- Source material:
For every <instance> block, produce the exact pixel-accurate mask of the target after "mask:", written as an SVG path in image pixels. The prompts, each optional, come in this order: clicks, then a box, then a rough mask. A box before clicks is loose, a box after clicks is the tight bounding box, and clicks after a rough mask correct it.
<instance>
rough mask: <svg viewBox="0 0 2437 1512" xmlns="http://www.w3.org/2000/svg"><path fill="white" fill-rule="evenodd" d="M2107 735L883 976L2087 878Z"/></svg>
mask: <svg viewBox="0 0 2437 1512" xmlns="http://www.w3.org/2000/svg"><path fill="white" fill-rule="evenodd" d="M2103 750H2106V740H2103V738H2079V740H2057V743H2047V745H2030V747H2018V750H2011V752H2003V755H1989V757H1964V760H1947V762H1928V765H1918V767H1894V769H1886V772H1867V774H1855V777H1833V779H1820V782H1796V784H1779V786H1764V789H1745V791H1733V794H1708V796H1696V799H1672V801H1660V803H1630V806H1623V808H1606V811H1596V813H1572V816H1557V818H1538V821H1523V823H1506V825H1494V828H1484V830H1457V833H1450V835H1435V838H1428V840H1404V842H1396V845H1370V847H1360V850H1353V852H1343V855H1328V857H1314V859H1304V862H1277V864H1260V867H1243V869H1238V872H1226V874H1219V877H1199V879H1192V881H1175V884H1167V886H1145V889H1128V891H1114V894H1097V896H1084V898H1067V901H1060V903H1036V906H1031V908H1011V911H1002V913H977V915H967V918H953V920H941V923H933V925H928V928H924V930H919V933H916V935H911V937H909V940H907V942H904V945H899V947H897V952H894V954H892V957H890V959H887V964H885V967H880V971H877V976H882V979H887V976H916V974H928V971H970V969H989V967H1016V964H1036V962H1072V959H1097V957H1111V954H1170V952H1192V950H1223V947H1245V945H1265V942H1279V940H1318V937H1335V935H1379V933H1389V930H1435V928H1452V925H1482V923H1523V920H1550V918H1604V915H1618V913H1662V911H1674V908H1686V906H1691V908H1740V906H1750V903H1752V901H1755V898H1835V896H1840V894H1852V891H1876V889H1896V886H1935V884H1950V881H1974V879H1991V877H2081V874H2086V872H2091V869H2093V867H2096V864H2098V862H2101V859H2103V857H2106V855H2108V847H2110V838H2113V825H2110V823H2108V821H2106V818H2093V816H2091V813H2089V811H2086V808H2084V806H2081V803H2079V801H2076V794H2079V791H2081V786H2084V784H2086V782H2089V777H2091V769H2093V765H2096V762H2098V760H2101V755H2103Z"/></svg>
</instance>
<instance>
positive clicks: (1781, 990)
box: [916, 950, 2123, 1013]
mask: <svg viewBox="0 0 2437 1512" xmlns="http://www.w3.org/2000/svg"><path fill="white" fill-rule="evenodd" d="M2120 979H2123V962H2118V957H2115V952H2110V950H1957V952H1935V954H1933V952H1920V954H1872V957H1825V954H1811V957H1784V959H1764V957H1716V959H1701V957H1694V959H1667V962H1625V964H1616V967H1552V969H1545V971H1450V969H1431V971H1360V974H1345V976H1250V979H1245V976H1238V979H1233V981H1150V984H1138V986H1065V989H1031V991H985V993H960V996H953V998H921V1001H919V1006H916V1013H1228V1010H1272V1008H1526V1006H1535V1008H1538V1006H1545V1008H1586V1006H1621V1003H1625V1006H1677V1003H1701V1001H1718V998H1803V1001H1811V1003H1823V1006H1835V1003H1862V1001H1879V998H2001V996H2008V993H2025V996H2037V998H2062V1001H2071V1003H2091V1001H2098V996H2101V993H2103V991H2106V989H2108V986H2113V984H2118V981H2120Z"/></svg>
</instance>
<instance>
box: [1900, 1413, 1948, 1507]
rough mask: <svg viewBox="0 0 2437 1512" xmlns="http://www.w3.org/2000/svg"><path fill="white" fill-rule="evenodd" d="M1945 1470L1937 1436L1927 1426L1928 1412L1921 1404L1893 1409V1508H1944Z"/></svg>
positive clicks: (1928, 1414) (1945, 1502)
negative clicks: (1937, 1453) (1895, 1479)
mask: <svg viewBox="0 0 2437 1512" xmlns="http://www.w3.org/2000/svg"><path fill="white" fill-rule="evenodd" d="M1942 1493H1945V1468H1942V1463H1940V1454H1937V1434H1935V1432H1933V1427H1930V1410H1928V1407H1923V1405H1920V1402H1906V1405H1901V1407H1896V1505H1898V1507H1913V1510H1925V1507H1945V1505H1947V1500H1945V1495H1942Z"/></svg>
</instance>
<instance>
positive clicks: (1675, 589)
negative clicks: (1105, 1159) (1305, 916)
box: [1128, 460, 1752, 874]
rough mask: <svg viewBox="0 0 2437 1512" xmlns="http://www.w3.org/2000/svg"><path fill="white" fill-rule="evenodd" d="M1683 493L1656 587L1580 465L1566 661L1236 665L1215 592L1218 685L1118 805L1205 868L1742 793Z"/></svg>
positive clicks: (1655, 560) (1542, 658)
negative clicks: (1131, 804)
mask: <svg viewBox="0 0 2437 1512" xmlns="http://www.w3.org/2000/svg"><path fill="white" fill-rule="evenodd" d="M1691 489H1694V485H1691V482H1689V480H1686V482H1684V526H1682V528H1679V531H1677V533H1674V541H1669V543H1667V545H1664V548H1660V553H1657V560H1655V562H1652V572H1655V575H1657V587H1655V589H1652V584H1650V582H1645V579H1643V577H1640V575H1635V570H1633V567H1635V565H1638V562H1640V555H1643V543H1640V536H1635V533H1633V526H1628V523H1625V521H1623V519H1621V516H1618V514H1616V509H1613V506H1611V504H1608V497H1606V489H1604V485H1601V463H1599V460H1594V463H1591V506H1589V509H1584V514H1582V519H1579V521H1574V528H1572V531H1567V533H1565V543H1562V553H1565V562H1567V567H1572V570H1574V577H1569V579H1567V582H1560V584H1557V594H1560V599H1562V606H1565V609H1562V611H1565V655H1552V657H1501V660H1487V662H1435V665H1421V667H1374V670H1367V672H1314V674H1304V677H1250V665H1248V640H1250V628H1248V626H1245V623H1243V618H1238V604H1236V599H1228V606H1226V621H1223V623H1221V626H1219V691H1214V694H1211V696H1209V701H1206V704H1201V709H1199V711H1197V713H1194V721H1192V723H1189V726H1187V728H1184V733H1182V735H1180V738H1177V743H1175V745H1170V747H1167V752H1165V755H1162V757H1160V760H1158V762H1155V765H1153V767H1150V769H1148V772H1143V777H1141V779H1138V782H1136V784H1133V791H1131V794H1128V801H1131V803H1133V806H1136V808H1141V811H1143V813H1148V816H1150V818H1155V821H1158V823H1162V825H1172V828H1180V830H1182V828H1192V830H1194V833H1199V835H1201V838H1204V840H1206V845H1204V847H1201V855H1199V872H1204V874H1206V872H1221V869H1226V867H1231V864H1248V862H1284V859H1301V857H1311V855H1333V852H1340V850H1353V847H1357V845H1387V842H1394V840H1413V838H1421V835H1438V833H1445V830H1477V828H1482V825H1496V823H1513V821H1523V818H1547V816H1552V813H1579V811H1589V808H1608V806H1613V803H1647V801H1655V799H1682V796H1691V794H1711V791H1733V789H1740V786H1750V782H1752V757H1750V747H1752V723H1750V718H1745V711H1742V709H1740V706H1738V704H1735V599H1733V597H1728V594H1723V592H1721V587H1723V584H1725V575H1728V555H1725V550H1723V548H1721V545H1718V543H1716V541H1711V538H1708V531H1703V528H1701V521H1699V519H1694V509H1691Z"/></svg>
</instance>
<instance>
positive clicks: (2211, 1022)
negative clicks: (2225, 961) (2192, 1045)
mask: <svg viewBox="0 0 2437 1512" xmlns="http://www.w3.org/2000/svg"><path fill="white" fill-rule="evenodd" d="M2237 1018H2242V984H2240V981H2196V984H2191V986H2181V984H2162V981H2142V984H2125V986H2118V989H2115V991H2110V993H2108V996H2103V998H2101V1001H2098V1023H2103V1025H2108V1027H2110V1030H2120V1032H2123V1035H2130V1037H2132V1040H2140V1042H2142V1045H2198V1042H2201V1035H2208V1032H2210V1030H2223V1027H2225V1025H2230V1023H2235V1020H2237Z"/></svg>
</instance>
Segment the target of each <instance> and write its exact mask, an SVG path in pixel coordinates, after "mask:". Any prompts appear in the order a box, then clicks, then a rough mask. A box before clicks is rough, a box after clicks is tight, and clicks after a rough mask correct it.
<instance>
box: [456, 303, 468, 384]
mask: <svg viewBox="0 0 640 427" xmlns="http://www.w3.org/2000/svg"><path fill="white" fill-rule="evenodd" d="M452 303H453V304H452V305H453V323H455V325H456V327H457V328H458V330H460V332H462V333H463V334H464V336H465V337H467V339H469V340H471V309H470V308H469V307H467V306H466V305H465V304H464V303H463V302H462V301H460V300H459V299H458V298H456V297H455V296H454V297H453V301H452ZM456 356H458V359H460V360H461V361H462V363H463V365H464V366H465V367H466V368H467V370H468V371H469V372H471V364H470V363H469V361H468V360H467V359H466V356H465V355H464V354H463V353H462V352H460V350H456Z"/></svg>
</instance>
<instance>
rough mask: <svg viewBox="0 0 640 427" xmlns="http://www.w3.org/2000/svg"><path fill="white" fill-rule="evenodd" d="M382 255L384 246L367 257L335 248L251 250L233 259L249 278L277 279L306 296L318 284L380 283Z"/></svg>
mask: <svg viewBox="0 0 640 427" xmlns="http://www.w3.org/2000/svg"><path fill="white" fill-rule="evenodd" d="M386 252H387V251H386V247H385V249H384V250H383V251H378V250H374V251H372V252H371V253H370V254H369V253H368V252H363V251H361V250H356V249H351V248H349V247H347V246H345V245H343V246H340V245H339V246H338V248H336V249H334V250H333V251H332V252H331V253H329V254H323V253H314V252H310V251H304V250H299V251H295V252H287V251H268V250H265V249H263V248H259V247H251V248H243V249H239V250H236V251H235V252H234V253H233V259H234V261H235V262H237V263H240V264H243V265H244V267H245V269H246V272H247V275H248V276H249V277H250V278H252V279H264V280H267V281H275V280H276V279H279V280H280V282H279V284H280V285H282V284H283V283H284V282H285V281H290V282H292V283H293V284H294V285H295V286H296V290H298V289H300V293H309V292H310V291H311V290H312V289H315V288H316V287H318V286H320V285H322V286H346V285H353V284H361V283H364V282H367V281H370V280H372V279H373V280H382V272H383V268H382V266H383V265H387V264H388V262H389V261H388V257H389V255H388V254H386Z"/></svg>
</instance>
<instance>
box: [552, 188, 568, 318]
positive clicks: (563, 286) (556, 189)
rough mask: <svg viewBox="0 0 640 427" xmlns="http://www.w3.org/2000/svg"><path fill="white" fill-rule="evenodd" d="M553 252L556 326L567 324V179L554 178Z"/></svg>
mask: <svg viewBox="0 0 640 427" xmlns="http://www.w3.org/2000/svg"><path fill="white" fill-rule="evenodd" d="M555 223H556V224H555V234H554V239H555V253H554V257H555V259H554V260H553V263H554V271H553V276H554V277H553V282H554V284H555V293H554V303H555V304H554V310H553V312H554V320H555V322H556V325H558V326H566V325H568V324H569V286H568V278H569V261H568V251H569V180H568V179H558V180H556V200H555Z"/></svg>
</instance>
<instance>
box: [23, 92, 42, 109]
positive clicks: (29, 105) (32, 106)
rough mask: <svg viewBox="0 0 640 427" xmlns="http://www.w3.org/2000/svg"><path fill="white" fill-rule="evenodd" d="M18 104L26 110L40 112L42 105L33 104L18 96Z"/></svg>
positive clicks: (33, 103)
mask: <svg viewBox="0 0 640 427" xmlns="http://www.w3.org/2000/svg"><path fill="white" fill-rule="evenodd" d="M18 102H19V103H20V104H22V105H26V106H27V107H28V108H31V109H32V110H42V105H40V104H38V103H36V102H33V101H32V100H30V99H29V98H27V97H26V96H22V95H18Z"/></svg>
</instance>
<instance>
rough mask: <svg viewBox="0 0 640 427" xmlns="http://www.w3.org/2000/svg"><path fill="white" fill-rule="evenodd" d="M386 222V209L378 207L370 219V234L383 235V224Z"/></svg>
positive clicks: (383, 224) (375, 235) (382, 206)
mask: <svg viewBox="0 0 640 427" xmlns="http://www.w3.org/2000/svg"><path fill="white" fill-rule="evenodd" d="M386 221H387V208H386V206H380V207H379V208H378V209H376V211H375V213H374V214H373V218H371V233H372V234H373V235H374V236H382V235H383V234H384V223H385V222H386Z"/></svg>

- Brief: Write out exactly the final stretch of the listing above, beginning at the line that contains "positive clicks: (563, 286) (556, 189)" and ending at its last line, with nothing added.

- Task response:
positive clicks: (563, 286) (556, 189)
rough mask: <svg viewBox="0 0 640 427" xmlns="http://www.w3.org/2000/svg"><path fill="white" fill-rule="evenodd" d="M553 252L556 326L567 324V179L554 178Z"/></svg>
mask: <svg viewBox="0 0 640 427" xmlns="http://www.w3.org/2000/svg"><path fill="white" fill-rule="evenodd" d="M555 223H556V224H555V234H554V239H555V253H554V257H555V259H554V260H553V263H554V271H553V276H554V277H553V282H554V284H555V293H554V303H555V304H554V310H553V312H554V320H555V322H556V325H558V326H566V325H568V324H569V286H568V278H569V261H568V251H569V180H568V179H558V180H556V200H555Z"/></svg>
</instance>
<instance>
box: [23, 92, 42, 109]
positive clicks: (29, 105) (32, 106)
rough mask: <svg viewBox="0 0 640 427" xmlns="http://www.w3.org/2000/svg"><path fill="white" fill-rule="evenodd" d="M18 104L26 110L40 112L42 105L33 104L18 96Z"/></svg>
positive clicks: (33, 103)
mask: <svg viewBox="0 0 640 427" xmlns="http://www.w3.org/2000/svg"><path fill="white" fill-rule="evenodd" d="M18 102H19V103H20V104H22V105H26V106H27V107H28V108H31V109H32V110H42V105H40V104H38V103H36V102H33V101H32V100H30V99H29V98H27V97H26V96H22V95H18Z"/></svg>
</instance>
<instance>
rough mask: <svg viewBox="0 0 640 427" xmlns="http://www.w3.org/2000/svg"><path fill="white" fill-rule="evenodd" d="M386 222V209L378 207L370 219V234L383 235V224Z"/></svg>
positive clicks: (383, 224) (375, 235) (382, 206)
mask: <svg viewBox="0 0 640 427" xmlns="http://www.w3.org/2000/svg"><path fill="white" fill-rule="evenodd" d="M386 221H387V208H386V206H380V207H379V208H378V209H376V211H375V213H374V214H373V218H371V233H372V234H373V235H374V236H382V235H383V234H384V223H385V222H386Z"/></svg>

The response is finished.